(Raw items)
-----

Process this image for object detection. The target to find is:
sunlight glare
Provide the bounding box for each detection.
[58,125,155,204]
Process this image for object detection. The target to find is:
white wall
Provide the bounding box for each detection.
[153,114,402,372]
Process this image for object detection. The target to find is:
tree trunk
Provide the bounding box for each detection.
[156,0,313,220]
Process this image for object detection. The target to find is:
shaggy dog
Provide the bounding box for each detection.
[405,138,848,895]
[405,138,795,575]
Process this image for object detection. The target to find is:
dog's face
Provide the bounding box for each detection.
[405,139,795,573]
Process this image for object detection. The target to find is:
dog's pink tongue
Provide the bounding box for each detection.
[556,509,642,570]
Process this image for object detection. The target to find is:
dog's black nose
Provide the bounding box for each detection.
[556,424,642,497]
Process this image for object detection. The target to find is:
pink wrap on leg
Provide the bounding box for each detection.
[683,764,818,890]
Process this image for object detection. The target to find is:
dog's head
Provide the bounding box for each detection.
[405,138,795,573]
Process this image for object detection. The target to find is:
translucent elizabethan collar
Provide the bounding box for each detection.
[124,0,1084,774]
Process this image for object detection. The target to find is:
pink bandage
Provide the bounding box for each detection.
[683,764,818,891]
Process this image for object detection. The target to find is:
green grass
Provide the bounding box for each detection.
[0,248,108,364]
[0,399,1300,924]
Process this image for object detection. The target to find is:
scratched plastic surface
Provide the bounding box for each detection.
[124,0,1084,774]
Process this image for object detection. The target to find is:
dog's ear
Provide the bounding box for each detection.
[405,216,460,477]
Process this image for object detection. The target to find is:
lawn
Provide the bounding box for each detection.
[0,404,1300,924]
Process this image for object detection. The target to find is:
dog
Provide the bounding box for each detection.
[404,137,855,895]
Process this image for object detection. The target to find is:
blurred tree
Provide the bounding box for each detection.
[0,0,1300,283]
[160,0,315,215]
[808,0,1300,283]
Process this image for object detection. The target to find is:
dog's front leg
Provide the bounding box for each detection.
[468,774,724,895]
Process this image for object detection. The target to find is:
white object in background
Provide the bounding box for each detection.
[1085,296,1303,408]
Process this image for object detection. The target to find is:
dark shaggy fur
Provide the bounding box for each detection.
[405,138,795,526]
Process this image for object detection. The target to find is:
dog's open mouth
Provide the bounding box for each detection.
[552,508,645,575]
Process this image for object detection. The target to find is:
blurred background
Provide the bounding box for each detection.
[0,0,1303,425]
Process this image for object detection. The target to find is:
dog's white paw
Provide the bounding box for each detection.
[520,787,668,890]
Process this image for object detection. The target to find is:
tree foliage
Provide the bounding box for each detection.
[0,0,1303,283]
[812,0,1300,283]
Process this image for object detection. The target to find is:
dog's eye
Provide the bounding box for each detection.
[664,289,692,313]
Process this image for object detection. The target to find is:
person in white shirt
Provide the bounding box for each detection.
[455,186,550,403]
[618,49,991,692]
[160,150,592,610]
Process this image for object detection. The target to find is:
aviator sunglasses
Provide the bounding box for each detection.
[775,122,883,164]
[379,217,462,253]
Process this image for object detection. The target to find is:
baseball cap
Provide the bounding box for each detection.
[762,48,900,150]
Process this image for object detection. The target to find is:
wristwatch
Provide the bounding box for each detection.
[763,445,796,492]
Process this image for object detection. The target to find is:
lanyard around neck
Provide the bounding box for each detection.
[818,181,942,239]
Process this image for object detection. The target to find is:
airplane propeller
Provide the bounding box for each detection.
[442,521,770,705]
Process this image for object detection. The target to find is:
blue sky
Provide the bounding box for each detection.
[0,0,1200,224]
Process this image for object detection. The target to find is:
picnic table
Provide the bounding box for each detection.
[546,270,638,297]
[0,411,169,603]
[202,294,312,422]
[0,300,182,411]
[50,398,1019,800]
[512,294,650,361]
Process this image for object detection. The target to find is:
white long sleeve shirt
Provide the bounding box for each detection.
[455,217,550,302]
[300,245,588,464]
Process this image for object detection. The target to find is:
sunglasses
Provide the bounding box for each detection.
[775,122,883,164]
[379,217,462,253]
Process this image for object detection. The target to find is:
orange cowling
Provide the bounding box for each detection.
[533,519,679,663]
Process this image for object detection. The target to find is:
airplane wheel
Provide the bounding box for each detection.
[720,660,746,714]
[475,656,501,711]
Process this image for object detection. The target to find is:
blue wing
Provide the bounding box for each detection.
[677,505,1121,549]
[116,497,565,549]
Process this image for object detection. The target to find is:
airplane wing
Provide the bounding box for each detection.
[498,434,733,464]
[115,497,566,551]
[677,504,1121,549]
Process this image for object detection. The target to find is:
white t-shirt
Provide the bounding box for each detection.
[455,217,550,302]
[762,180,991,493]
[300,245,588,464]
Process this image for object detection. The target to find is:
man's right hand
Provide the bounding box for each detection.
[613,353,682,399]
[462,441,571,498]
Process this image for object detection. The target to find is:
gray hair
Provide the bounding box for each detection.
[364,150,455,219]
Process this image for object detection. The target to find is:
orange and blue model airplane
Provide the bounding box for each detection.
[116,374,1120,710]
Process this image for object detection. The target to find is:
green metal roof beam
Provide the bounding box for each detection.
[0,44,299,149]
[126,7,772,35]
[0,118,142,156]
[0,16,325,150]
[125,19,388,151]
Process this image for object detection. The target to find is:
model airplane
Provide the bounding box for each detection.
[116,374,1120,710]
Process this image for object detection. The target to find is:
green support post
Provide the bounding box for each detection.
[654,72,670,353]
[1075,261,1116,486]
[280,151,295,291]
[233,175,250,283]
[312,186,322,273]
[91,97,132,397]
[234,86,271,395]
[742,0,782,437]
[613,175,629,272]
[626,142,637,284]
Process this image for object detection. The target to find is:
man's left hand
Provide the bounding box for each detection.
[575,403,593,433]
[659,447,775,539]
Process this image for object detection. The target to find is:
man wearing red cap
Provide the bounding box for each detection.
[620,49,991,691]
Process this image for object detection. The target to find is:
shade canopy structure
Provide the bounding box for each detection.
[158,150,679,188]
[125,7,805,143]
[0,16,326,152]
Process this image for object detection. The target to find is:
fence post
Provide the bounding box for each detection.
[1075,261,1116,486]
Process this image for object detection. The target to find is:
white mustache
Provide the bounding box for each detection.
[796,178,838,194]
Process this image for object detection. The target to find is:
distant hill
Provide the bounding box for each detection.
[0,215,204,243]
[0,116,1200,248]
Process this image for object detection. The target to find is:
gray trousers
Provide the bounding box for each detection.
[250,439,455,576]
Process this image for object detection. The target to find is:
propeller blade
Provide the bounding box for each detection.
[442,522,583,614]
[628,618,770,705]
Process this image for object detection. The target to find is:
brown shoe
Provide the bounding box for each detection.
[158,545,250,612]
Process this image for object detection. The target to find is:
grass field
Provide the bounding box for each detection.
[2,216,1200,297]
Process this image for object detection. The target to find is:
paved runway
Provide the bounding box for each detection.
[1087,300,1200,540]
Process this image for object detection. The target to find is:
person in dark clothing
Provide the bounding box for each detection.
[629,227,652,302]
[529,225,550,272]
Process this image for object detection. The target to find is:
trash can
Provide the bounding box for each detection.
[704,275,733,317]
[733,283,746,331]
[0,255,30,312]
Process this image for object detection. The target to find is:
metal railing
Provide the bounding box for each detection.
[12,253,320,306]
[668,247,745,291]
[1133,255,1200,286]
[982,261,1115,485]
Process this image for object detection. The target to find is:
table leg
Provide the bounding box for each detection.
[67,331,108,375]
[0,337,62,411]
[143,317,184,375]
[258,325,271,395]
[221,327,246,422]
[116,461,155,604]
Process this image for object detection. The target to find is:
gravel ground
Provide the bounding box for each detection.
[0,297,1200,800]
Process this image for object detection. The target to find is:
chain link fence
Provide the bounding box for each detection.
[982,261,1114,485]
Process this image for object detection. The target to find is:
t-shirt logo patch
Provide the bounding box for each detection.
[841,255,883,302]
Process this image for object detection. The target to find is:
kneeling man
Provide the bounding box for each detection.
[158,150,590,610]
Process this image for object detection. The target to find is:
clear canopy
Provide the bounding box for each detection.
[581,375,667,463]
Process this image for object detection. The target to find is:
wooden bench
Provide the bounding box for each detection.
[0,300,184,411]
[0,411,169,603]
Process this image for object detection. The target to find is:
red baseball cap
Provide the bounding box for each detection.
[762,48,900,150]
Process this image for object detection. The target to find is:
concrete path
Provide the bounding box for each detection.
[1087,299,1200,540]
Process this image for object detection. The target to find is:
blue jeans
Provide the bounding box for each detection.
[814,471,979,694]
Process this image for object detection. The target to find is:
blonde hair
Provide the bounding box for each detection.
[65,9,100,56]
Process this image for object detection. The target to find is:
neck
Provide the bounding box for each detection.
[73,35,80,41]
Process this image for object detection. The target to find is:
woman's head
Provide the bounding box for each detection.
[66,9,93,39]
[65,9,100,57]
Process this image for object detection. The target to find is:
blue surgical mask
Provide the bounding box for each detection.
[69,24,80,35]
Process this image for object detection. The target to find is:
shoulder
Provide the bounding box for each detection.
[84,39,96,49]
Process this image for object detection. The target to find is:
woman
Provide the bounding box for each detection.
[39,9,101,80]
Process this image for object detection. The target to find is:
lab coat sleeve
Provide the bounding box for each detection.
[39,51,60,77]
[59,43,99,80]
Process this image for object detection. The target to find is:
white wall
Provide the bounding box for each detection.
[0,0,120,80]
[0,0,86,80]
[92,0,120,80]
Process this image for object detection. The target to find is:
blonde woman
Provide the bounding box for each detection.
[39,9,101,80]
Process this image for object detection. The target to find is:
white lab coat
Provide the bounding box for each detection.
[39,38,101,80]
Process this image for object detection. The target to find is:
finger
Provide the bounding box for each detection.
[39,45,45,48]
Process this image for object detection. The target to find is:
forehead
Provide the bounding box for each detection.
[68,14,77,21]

-----

### REQUIRED TASK:
Find each line in the items above that contains the string "sleeve" and copy it out in full, treating uppercase and lowercase as different.

### COMPLETE RESPONSE:
white long sleeve shirt
lab coat sleeve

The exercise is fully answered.